__WHAT THIS TASK INVOLVES__
Say how many lines of the data contain "instance", and nothing more.

MATERIAL PROVIDED below:

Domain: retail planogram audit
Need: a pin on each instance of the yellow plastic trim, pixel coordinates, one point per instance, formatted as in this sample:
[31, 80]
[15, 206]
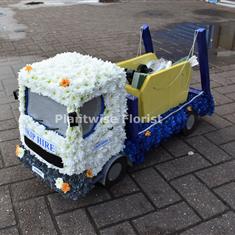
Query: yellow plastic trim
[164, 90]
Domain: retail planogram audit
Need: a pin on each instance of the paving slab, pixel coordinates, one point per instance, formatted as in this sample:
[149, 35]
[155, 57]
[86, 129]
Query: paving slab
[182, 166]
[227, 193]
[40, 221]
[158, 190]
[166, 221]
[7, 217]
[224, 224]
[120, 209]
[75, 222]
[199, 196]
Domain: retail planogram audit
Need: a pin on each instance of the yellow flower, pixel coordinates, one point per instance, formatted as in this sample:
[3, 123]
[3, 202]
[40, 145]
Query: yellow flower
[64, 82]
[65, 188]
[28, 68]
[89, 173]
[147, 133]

End of MATERIAL PROVIDED.
MATERIAL PROVIDED below:

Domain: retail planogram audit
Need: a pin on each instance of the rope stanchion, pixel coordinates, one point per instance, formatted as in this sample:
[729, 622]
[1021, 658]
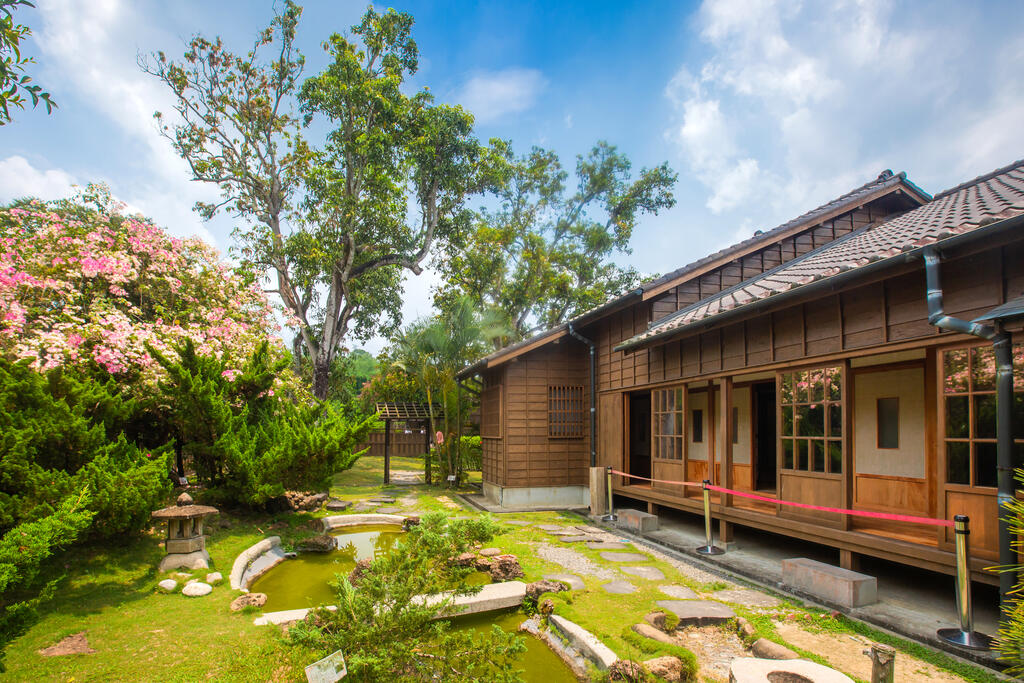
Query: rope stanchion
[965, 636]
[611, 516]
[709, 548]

End of MATERIAL PROVIDED.

__ANSWER AREA__
4